■ Problem description ■
Find each line below that contains the word "bowl", and copy those lines out in full.

■ Information given ■
☆ ☆ ☆ ☆ ☆ ☆ ☆

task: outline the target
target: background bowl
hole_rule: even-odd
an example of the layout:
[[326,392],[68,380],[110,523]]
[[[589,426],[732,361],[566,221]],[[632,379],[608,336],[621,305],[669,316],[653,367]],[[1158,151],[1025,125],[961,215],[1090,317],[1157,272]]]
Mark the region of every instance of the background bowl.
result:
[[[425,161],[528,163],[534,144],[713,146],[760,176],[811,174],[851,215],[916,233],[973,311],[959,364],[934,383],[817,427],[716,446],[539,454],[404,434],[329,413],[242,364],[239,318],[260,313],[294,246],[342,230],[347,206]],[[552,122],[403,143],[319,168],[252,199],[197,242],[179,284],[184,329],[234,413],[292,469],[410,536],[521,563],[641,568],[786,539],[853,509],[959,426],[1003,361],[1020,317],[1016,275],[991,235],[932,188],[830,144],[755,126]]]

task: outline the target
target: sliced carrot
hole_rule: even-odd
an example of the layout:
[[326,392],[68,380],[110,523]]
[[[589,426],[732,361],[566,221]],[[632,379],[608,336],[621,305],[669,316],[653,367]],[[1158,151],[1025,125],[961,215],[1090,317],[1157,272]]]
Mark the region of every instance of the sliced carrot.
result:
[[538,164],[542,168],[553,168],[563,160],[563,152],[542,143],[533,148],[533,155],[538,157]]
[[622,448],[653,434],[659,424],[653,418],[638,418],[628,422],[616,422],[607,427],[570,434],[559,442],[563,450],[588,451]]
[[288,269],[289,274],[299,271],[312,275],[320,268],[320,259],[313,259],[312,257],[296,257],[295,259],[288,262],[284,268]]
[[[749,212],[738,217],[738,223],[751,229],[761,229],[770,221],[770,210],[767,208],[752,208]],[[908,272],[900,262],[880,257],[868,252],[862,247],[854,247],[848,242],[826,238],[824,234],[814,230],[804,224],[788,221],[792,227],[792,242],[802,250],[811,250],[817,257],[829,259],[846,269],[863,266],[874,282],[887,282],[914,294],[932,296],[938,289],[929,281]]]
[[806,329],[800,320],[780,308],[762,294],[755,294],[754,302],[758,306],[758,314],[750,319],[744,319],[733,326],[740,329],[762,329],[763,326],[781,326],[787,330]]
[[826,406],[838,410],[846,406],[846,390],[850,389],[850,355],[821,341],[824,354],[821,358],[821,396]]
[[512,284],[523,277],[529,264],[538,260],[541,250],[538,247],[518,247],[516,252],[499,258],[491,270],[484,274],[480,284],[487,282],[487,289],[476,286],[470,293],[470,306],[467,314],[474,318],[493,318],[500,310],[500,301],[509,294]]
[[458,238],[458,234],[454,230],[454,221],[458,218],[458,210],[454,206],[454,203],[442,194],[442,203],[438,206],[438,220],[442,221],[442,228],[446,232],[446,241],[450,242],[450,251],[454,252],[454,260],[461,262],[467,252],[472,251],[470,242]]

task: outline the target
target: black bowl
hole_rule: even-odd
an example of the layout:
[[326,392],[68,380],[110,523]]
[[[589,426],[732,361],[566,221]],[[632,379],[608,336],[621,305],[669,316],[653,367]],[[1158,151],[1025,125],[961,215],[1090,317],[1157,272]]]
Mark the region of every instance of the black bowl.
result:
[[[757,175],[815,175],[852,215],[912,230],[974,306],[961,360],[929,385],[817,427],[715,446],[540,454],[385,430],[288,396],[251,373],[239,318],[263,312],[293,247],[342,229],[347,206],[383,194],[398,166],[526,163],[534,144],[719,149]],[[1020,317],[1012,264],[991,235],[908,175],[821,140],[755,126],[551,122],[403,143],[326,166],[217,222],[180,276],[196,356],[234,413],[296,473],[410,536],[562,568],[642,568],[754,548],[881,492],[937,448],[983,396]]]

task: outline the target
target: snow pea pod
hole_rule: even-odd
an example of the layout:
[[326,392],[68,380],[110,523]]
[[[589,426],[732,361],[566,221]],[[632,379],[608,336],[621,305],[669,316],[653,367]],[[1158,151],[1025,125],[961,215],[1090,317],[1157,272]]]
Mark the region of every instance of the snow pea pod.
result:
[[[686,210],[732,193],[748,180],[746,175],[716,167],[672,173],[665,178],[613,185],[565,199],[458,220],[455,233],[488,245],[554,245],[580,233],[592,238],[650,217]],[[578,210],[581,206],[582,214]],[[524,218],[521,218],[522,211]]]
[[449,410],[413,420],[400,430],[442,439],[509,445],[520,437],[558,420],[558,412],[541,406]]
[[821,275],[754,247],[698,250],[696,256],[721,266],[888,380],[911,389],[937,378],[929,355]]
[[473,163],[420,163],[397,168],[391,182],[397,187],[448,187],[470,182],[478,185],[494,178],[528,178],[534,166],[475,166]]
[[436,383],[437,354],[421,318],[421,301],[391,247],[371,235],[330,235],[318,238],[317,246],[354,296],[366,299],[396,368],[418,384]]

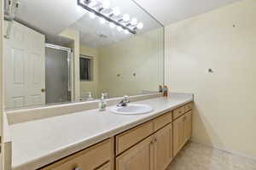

☆ ☆ ☆ ☆ ☆ ☆ ☆

■ Solution for this exercise ■
target: background bowl
Mark the region of every instance of the background bowl.
target: black bowl
Mark the region of every instance of the black bowl.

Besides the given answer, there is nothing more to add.